What the exercise asks: Copy the lines of the data word for word, starting at the line that contains "Where is the rear door" and ending at the line that contains "(1097, 434), (1315, 592)", with both of those lines included.

________________________________________

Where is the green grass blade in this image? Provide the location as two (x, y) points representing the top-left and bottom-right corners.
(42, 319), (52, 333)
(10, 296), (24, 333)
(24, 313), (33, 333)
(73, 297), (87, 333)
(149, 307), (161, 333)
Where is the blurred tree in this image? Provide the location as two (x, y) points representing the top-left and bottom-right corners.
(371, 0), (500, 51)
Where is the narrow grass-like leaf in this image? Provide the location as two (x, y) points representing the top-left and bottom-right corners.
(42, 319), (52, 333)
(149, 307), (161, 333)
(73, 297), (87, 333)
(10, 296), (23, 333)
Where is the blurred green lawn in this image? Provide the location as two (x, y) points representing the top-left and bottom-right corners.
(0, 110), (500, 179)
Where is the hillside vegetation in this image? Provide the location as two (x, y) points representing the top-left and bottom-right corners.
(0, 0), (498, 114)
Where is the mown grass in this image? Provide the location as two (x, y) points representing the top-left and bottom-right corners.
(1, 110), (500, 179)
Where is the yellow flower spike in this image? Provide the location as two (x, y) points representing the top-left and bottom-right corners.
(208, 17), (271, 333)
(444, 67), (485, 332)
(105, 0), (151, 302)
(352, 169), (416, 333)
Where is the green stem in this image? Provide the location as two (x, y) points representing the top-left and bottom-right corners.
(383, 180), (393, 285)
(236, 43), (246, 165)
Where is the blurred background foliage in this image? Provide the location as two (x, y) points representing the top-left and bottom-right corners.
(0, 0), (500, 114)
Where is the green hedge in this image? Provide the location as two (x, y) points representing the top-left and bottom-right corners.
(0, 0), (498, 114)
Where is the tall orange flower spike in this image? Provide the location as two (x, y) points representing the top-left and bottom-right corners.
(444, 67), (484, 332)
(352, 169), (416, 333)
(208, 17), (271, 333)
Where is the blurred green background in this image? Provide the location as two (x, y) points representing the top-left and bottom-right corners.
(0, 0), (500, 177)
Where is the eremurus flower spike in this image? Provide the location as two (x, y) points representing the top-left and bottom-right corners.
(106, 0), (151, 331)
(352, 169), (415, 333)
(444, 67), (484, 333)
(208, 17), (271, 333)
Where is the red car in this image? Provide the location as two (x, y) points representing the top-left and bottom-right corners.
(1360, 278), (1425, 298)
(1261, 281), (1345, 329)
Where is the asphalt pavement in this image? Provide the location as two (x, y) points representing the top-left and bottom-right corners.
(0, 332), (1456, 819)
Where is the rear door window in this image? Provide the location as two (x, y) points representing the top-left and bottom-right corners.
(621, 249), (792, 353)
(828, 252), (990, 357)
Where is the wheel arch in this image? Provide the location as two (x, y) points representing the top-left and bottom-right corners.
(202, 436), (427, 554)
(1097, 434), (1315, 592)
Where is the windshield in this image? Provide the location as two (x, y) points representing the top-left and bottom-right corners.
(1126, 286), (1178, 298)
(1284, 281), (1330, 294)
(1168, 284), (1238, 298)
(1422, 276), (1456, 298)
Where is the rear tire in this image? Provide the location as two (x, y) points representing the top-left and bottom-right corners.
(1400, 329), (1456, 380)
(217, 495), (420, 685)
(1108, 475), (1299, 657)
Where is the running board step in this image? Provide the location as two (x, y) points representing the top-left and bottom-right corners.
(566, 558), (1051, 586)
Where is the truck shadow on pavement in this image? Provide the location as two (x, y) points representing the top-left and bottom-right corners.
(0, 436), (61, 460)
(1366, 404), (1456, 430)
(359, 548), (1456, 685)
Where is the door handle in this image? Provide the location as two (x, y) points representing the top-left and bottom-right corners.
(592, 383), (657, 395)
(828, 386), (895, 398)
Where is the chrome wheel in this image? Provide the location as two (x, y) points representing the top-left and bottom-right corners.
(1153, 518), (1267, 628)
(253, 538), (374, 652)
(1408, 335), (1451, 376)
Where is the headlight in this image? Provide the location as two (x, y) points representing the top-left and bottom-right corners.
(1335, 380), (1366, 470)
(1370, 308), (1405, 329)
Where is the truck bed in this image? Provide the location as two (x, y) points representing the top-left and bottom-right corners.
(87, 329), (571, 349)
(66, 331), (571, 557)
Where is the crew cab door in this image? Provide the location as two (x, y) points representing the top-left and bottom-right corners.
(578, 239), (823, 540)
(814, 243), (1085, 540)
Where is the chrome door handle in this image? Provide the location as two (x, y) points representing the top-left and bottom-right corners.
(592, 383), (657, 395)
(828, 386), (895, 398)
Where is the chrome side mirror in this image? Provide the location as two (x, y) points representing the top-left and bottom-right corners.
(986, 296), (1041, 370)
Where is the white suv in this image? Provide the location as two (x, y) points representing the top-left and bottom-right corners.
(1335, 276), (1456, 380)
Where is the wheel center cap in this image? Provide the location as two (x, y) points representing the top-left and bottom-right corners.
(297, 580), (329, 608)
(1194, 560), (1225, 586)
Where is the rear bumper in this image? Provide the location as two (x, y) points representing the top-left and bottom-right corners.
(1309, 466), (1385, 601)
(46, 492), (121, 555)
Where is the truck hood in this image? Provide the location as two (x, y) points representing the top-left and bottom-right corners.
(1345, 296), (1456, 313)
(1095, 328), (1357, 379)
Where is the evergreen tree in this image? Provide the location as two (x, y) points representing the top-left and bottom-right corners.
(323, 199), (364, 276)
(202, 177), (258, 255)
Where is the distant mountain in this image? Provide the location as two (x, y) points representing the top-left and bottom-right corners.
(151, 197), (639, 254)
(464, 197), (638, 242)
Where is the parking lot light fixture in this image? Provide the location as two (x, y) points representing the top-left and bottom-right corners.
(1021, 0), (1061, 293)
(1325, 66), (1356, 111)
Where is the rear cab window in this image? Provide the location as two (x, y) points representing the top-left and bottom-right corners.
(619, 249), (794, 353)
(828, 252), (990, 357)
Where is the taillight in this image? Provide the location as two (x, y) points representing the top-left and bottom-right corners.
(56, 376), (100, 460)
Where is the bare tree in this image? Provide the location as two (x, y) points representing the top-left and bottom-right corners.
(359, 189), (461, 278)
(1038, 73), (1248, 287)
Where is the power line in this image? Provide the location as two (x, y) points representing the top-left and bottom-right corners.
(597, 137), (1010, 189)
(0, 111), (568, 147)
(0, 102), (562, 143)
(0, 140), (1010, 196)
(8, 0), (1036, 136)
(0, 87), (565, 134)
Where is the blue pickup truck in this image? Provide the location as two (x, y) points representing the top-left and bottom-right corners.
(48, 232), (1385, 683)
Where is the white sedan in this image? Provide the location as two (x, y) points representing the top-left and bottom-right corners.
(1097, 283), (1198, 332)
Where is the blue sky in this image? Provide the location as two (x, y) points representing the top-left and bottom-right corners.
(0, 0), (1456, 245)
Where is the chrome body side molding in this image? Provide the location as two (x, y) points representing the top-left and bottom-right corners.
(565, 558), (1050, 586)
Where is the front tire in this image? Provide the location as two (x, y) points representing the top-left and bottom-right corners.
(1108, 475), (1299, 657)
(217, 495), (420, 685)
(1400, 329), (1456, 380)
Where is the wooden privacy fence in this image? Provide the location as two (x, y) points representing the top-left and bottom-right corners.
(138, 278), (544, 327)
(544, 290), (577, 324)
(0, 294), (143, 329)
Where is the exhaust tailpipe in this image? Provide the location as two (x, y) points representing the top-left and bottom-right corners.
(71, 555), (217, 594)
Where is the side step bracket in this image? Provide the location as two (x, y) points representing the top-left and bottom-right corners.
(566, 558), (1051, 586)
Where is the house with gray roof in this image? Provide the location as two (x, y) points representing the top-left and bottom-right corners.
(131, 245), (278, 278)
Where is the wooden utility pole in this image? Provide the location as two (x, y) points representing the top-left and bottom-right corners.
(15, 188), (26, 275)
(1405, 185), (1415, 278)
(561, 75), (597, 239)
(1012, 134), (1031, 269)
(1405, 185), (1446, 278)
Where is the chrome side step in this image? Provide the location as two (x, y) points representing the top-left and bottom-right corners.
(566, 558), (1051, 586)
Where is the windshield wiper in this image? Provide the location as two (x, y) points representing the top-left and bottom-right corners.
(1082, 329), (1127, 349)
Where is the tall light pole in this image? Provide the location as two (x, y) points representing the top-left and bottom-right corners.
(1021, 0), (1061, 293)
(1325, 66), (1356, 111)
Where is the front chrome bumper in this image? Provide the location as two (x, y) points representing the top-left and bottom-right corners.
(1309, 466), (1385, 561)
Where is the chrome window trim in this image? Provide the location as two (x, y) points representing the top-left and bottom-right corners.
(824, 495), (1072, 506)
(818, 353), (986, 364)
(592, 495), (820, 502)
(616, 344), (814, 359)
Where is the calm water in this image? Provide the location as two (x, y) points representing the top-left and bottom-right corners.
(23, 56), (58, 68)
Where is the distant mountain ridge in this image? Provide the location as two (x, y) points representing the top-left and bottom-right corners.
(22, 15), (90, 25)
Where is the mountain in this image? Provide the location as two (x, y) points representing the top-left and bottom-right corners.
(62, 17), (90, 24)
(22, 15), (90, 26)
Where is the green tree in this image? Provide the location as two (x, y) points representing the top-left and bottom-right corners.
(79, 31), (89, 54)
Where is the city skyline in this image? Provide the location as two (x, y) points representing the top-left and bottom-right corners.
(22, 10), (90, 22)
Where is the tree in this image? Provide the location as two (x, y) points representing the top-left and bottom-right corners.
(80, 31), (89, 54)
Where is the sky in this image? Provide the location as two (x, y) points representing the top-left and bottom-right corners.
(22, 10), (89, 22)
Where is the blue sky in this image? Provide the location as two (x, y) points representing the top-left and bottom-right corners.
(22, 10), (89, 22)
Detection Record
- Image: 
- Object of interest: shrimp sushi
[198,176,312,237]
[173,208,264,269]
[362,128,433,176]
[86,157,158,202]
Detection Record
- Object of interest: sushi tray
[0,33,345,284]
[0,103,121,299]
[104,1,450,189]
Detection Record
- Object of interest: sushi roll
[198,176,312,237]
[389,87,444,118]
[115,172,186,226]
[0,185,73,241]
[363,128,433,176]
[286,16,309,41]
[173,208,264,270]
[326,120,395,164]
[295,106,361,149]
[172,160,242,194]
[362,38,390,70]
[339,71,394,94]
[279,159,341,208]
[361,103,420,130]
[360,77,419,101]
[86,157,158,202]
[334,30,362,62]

________________________________________

Response to the exercise:
Where is the rear door window in this image? Provide the location as two (x, y) points representing the top-left and bottom-right corners.
(621, 249), (792, 353)
(828, 252), (990, 357)
Where is the wheel arch in this image? Provide the location as two (x, y) points representing the top-left and bottom-right corners.
(202, 436), (427, 554)
(1097, 434), (1315, 592)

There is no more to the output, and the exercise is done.